Goal a: Report every line of the records that contains the word "staircase", treating uppercase and lowercase letters as different.

Document extract:
§ §
Rocket Science applied to Extreme Audio

by Robert Palma

November 5, 2005
 
   
   
FOREWORD
by Constantine Soo
   
For the most part, advancements in the audio hobby are often brought about by
revolutionary approaches developed by visionary engineers.  Oftentimes, it takes new
ideas and talents from the field of electrical and mechanical engineering to realize
appreciable improvement in reproduced sound, and papers from these distinguished
minds have been continuing to inspire the industry as a whole.

Now, for the first time, we shall read from Robert Palma, a NASA scientist designing
rocket/satellite instrumentations, on applying rocket science to our humble hobby.  In
addition to audio, Robert also shares some interesting perspective of NASA with us.

By the way, the term "Extreme Audio" is a Robert Palma-original.
   
   
 
Many of the missions of “outer space” involve engineering that is beyond the
“state of the art” - the so-called “bleeding edge” of technology.  In their initial
developments, the Global Positioning System, developed at U.S. Naval
Research Laboratory in the 1970’s and Space Telescope developed by NASA
in the late 1960’s, were examples of this bleeding edge engineering.  I bet you
didn’t know that these two systems are that old!

While such projects may or may not have been blessed with unlimited budgets,
the need for better-than-the-best engineering was a “given”, due to the technical
requirements of the system.  In addition, economics can drive the technical
development to extremes.  Here’s how.

Throughout the NASA Space Shuttle transportation program, there have been
missions where some space system (satellite) needed repair.  Astronauts were
sent to do the job.  With the exceptions of “space station” types of missions and
the Space Telescope program, these “repair” missions, in reality, were
astronaut training programs or NASA publicity stunts.  The truth here is that the
cost to develop special equipment and to train the astronauts for a particular
“repair” mission, is considerably more than the cost to build and launch another
copy of the broken satellite.
§ §
Goal b: List every word or phrase that the rocket science and audio article puts in quotation marks, giving each one only once.
§ §
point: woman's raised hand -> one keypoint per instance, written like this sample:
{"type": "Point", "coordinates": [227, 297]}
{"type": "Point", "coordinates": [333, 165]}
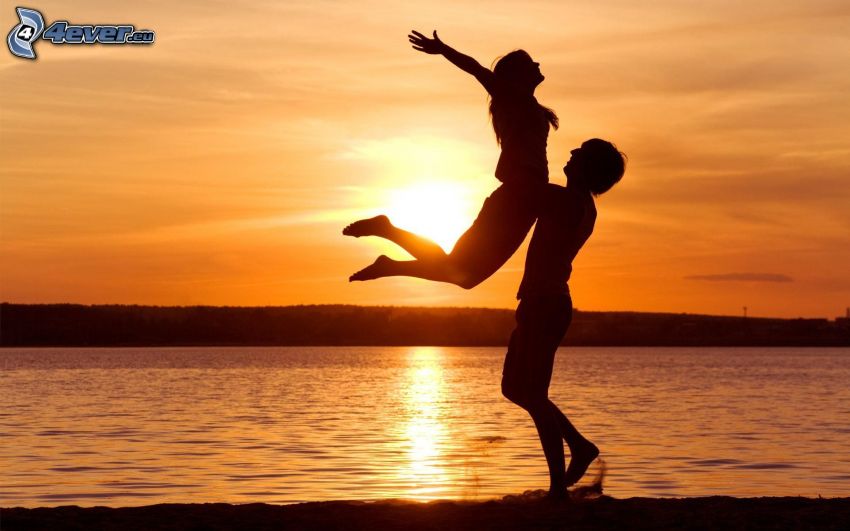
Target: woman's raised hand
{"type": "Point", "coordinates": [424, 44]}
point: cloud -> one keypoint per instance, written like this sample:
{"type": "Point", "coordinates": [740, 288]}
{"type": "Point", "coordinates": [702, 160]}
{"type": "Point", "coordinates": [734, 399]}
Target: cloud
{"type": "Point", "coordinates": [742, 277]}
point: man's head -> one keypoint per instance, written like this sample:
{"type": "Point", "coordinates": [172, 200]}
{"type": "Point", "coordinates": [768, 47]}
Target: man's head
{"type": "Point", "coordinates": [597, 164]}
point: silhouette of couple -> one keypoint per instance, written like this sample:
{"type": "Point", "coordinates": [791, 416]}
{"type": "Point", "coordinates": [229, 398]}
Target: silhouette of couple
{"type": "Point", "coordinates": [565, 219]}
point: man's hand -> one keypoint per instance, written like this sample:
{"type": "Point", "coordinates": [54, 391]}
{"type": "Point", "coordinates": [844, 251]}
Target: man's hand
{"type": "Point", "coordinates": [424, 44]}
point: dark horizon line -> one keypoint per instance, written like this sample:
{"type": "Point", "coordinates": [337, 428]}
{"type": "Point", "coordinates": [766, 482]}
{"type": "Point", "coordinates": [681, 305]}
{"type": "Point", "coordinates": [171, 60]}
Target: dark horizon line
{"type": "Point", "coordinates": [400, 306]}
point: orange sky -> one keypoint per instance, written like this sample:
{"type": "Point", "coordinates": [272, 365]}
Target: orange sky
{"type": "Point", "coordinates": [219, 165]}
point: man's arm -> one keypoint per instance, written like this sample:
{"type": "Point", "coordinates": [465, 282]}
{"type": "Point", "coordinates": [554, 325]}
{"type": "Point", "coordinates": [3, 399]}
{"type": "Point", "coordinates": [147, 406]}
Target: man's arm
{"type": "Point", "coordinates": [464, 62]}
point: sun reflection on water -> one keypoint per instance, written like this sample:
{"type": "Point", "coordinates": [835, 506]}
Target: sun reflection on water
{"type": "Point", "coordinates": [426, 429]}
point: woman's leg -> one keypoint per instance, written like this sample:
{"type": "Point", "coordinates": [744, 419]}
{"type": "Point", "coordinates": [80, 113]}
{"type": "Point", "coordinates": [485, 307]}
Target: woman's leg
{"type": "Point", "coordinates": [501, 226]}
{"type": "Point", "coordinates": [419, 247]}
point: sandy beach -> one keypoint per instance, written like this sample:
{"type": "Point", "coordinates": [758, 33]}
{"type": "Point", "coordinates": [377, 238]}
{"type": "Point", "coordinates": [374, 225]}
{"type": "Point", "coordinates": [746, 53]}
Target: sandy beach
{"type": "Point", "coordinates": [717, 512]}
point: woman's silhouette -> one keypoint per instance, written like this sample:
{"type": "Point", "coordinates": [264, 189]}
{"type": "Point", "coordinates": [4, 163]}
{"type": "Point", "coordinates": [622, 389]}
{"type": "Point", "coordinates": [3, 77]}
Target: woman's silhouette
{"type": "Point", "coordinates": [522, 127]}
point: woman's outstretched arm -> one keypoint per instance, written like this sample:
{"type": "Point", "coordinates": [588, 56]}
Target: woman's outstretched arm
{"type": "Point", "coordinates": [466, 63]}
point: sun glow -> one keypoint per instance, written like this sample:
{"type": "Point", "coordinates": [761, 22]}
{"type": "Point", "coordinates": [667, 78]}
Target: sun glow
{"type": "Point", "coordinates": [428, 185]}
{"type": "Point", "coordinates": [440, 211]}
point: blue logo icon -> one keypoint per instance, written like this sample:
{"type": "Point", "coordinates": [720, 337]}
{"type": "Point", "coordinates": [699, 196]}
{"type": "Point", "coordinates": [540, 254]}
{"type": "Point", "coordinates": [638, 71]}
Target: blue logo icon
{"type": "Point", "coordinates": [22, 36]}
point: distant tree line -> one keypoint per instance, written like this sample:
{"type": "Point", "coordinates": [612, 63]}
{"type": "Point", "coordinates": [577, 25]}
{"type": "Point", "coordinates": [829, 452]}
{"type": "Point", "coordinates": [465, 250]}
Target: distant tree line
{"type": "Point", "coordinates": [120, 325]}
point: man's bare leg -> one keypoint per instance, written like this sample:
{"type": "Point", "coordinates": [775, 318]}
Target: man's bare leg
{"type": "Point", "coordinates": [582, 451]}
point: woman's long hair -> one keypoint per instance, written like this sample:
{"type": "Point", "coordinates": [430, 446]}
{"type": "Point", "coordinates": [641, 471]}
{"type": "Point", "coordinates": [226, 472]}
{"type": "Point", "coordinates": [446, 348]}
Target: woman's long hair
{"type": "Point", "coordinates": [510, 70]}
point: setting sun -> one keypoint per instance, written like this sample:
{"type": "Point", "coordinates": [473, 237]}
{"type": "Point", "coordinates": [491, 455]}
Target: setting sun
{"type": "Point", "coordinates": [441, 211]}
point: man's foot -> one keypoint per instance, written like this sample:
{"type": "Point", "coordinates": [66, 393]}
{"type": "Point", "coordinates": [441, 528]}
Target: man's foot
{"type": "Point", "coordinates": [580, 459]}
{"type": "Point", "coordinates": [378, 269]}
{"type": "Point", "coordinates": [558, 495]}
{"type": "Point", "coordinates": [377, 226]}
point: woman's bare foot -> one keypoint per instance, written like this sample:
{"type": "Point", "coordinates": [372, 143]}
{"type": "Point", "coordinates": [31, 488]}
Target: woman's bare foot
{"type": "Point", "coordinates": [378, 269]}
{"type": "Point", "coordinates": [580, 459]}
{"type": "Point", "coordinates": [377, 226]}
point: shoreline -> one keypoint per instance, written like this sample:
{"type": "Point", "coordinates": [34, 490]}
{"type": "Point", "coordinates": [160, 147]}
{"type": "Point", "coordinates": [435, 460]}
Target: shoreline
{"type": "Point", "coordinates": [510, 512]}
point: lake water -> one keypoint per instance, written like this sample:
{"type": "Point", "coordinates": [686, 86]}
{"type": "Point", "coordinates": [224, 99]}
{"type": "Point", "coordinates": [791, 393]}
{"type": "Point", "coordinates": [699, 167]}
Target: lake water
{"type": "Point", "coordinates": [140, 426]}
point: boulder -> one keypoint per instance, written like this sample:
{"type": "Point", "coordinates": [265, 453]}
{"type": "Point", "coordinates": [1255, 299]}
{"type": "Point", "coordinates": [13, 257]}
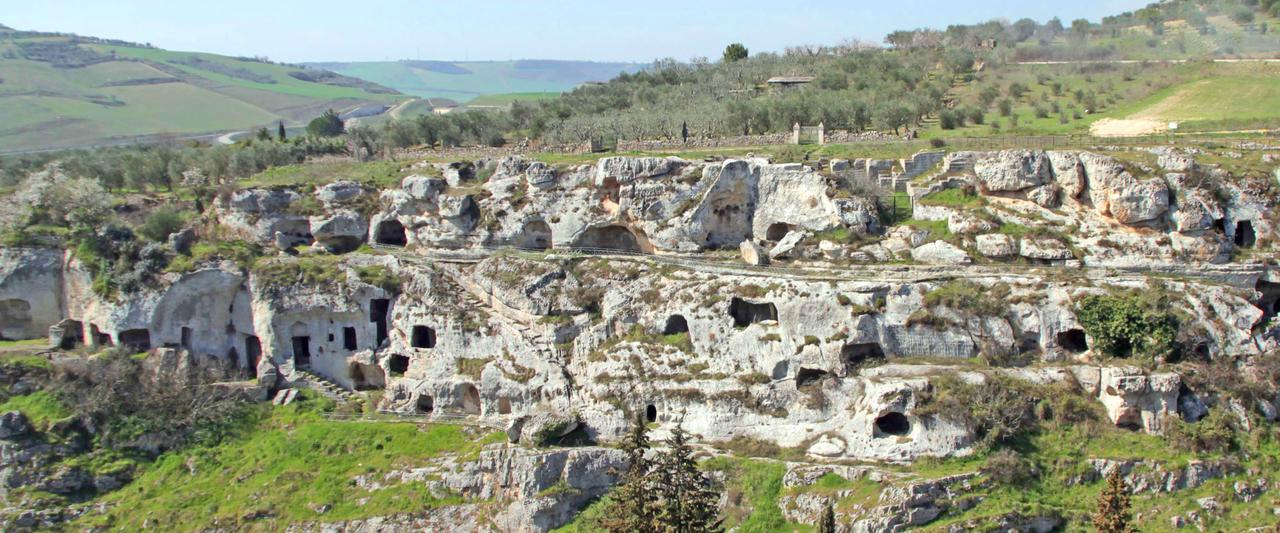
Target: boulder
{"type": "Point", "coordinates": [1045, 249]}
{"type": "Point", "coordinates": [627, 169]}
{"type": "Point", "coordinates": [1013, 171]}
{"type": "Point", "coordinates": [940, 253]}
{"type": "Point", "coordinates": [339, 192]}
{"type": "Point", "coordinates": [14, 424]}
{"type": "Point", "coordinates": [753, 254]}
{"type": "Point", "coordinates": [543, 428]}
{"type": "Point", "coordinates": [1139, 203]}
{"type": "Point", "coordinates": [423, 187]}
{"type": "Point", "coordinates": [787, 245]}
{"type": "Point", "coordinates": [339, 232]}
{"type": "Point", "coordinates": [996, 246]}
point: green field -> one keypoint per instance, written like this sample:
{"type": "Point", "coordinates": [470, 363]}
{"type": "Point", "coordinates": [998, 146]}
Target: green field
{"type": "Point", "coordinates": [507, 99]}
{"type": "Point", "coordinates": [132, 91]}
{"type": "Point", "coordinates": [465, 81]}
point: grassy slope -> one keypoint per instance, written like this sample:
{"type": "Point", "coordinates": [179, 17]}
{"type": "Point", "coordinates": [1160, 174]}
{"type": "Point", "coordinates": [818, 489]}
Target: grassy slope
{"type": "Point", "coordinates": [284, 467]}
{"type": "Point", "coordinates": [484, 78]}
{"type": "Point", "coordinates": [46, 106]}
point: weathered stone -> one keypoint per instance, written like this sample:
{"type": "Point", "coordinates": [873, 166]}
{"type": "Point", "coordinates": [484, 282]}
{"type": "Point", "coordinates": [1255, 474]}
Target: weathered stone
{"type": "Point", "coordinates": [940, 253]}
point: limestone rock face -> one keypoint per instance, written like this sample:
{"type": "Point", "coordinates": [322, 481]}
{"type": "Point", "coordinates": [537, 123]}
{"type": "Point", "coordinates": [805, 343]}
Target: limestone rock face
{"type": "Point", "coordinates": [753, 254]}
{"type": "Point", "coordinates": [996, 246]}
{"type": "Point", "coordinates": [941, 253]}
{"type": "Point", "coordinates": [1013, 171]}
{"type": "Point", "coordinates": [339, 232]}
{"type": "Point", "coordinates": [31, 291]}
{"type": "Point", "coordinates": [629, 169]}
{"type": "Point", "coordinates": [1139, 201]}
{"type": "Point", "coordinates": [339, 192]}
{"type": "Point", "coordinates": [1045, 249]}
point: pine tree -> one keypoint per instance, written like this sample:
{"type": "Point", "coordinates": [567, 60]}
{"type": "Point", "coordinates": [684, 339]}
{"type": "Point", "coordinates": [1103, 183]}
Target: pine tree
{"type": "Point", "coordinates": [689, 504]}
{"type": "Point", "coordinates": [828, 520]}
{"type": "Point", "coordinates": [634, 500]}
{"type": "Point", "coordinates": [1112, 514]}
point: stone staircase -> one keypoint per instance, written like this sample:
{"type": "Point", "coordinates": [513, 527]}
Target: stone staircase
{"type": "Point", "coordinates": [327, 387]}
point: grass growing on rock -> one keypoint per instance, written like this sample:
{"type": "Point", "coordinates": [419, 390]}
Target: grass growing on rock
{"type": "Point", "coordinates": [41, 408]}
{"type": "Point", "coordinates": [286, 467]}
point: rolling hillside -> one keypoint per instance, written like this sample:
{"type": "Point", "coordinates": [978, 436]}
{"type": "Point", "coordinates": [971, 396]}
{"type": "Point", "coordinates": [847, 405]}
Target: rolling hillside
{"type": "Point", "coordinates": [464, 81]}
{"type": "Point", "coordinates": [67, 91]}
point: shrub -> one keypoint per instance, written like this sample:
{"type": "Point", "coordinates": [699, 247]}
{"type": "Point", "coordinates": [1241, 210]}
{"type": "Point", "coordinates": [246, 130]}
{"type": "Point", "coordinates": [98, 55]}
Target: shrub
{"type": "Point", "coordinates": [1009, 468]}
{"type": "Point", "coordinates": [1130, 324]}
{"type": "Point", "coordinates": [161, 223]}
§ §
Complete output a:
point: stone staircase -> one keypoint per instance, written like this sample:
Target: stone staircase

Complete output b:
Extreme Audio
outer space
state of the art
bleeding edge
given
space station
repair